QUESTIONS =>
• A. Could you copy the passage on men and relationships word for word, starting at "OK, so now that" and ending at "any of that?"?
• B. Can you continue the article on what men want in relationships from the point where it stops?

So if men and women are so similar, why do men and women seem to have such different styles when it comes to communicating their feelings?

Research published in Psychology of Men & Masculinity suggests that gender norms play the largest role in male emotional development, more so than any pre-programmed biological imperative. “[M]en who feel they must rigidly conform to masculine gender norms are more likely to suppress emotions that make them feel vulnerable,” clinical psychologist Jill P. Weber explains, in her analysis of the study results. “These are the very emotions required for emotional intimacy with a romantic partner.”

What Men Really Want In Relationships

It really may not seem this way to most of us, but men desire many of the same things that women do in relationships. They want to feel heard and seen, they want to feel a deep sense of connection, and they want to be able to communicate all these wants and needs to their partners.

Many men want to show their “vulnerable” side, the parts of themselves that have been hurt and are raw, perhaps from slights mistreatment lingering since childhood. They want to have a safe space to let their guard down and be playful.

And what about sex, you may ask? While it’s true that men tend to think about sex a bit more than women, it’s actually not as large a gap as you might imagine. According to research from Ohio State University, college-age men think about sex roughly 18 times a day, whereas women do so about 10 times a day (it’s less for both genders as they get older, believe me!). The researchers found that it wasn’t just sex that men thought of somewhat more frequently: they also thought about food and sleep more. Go figure, right?

You also may be wondering about fidelity. Most of us assume that women crave commitment and faithfulness in relationships more than men. Not so, according to research compiled by author Wednesday Martin in her book, UNTRUE: Why Nearly Everything We Believe About Women, Lust, and Infidelity is Wrong and How the New Science Can Set Us Free. Martin found that in many instances, it’s the woman in the relationship who is less likely to want monogamy, and in some cases, who is more likely to be unfaithful.

How To Have A Great Relationship With A Man

OK, so now that you know men have the capacity and desire to be unguarded, emotionally intimate, and willing to communicate, what do you do if you find yourself in a relationship with a man who seems to want to have nothing to do with any of that?

RECORDS SUPPLIED =>
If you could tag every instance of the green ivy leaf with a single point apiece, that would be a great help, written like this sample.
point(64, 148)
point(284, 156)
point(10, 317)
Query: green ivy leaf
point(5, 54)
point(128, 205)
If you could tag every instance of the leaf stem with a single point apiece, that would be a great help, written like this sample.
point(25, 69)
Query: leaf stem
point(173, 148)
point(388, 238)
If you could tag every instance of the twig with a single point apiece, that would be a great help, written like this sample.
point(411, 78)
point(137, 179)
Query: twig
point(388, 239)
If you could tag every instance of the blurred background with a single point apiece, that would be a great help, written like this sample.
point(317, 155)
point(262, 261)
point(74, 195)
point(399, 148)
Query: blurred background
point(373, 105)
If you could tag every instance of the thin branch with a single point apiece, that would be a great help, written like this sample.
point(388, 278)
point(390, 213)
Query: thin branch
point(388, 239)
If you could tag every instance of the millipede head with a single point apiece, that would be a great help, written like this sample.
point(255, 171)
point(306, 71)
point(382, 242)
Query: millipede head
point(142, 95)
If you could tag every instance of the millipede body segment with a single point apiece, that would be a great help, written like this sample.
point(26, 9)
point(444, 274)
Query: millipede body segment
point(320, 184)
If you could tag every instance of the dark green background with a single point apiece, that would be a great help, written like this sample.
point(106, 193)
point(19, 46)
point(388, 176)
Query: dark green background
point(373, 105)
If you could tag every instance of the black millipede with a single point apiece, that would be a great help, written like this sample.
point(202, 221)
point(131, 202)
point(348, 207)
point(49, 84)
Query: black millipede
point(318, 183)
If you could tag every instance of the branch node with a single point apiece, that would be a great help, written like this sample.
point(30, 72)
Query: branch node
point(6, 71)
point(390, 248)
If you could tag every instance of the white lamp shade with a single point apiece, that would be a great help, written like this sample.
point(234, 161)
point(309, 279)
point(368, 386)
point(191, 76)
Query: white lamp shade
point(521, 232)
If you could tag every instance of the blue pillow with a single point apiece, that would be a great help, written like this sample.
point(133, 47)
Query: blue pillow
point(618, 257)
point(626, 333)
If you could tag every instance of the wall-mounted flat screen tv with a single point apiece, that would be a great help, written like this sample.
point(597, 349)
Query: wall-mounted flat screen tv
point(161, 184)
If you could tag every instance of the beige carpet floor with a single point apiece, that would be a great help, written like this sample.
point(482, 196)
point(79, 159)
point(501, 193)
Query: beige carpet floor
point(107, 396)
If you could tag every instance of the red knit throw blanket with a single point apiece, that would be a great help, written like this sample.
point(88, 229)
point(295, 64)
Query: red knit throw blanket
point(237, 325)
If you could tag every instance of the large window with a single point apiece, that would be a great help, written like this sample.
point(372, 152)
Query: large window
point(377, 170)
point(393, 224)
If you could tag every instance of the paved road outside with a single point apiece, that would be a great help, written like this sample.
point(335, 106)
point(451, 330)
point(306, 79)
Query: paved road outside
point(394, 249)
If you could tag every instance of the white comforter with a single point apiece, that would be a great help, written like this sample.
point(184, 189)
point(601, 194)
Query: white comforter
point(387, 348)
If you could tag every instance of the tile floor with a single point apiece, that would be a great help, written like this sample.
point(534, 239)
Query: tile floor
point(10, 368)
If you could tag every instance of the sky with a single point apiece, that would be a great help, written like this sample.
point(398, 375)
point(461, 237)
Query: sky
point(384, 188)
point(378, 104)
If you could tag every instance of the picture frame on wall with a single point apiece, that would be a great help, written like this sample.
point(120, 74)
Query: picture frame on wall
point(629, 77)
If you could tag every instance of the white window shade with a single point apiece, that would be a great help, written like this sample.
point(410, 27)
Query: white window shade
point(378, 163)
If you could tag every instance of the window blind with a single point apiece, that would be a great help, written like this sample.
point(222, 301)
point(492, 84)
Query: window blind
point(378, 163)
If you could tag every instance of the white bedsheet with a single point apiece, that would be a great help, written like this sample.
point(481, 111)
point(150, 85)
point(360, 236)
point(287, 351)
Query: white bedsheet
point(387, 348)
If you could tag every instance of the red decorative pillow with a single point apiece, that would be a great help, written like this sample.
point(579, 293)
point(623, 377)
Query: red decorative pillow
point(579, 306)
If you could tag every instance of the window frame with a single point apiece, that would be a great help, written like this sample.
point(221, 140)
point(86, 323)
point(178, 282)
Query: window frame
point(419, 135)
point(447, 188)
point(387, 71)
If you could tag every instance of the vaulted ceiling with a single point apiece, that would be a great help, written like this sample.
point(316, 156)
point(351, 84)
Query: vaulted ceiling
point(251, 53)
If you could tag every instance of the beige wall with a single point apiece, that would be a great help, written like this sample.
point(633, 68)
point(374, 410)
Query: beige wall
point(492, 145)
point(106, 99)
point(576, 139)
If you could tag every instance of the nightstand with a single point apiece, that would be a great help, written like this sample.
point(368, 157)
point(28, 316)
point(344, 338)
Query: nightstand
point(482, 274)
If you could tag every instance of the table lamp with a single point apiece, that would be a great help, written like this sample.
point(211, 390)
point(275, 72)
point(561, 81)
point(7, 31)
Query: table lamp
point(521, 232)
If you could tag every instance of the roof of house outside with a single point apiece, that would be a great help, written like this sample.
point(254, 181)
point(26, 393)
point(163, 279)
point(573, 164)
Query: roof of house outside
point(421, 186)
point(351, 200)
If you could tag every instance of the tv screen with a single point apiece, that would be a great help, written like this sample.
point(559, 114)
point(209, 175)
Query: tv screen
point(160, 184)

OUTPUTS IN ORDER =>
• A.
OK, so now that you know men have the capacity and desire to be unguarded, emotionally intimate, and willing to communicate, what do you do if you find yourself in a relationship with a man who seems to want to have nothing to do with any of that?

• B.
Don’t try to “fix” him

First of all, it’s not your job to “fix” your partner or make them more like how you wish they would be. So if you are in a relationship with a man who doesn’t seem able to connect or communicate in a way that you need them to, remember it is not your job to make them be someone they are not. Sadly, “toxic masculinity” is so deeply ingrained in our culture that it can be difficult to pull even the most open-minded man out of it.

Give him a safe space to express his needs

However, starting with an understanding that, underneath all the machismo, is a vulnerable person who has many of the same needs you do, can be a vital first step toward a stronger, more enduring relationship. If you believe that men do indeed have the capacity for deep connection in relationships, you can pass some of that faith onto your partner and help him feel safe and confident enough to “go there” and express his needs or unleash any buried feelings.

Talk with him about couples therapy

But you can’t always do it alone. Couples therapy is a fantastic way to help men (and women) get in touch with their more vulnerable sides. Your therapist can provide a safe space for your male partner to let down his guard a little, and allow his true feelings to come out. Your therapist will also be able to teach you both more effective modes of communication.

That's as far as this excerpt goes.